→ **Что вывести**: Выведи все строки листинга ниже в виде нумерованного списка, пропустив пустые строки. Изображения в ответ не включай.

Записи из источника данных:
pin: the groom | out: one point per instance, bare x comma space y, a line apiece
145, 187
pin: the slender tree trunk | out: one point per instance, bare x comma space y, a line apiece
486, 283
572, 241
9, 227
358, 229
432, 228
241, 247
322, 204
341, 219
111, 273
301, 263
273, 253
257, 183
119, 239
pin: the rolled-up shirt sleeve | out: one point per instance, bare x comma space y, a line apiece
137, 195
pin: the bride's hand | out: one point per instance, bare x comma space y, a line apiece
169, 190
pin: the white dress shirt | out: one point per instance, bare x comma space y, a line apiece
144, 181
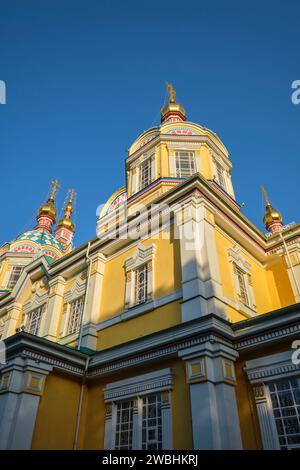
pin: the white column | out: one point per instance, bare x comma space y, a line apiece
14, 313
52, 318
92, 308
21, 386
267, 424
166, 419
201, 281
108, 432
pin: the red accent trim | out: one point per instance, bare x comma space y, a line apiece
166, 116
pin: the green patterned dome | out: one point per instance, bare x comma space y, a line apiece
36, 242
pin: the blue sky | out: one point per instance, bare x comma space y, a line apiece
84, 78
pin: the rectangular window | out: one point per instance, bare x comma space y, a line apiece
185, 164
33, 320
145, 174
285, 398
150, 417
220, 175
151, 423
75, 316
14, 276
141, 283
124, 425
242, 285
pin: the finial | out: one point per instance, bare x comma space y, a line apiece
172, 92
71, 195
65, 227
172, 111
54, 189
272, 218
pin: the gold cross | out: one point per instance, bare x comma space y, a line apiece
172, 92
265, 194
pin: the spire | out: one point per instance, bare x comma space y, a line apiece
172, 112
65, 227
272, 218
47, 212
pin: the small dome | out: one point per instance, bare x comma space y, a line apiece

→ **Результат задания**:
1. pin: the groom | out: one point per instance, bare x comma space y, a line apiece
2. 145, 187
3. pin: the slender tree trunk | out: one point per instance, bare x comma space y, a line apiece
4. 486, 283
5. 572, 241
6. 9, 227
7. 358, 229
8. 432, 228
9. 241, 247
10. 322, 204
11. 341, 219
12. 111, 273
13. 301, 263
14. 273, 253
15. 257, 183
16. 119, 239
17. pin: the rolled-up shirt sleeve | out: one point per instance, bare x comma space y, a line apiece
18. 137, 195
19. pin: the bride's hand | out: one point per instance, bare x comma space y, a line apiece
20. 169, 190
21. pin: the white dress shirt | out: one point per instance, bare x comma space y, a line apiece
22. 144, 181
23. pin: the white column | out: one point per instance, bare x comma space y, a line apiece
24. 14, 313
25. 52, 318
26. 92, 308
27. 21, 386
28. 267, 424
29. 166, 419
30. 201, 281
31. 108, 432
32. pin: the red accent trim | out: one point per instance, bare x comma space y, a line apiece
33. 166, 116
34. pin: the green patterned dome | out: one point per instance, bare x comma space y, a line apiece
35. 36, 242
36. pin: the blue sky | out: one point per instance, bare x comma space y, a line apiece
37. 84, 78
38. pin: the rectangular window | out: one point per instance, bare x comma space y, a line apiece
39. 185, 164
40. 33, 320
41. 145, 174
42. 285, 398
43. 150, 417
44. 220, 175
45. 151, 423
46. 75, 316
47. 14, 276
48. 141, 283
49. 124, 425
50. 242, 285
51. pin: the finial | out: one point per instance, bare x comma space y, a line apiece
52. 172, 92
53. 71, 195
54. 65, 227
55. 172, 111
56. 54, 189
57. 272, 218
58. pin: the gold cross | out: one point per instance, bare x comma space y, a line apiece
59. 172, 92
60. 265, 194
61. pin: the spire | out: one point per instance, bare x comma space y, a line apiece
62. 172, 112
63. 65, 227
64. 272, 218
65. 47, 212
66. pin: the small dome | out: one point per instance, bare x comma space y, a line apiece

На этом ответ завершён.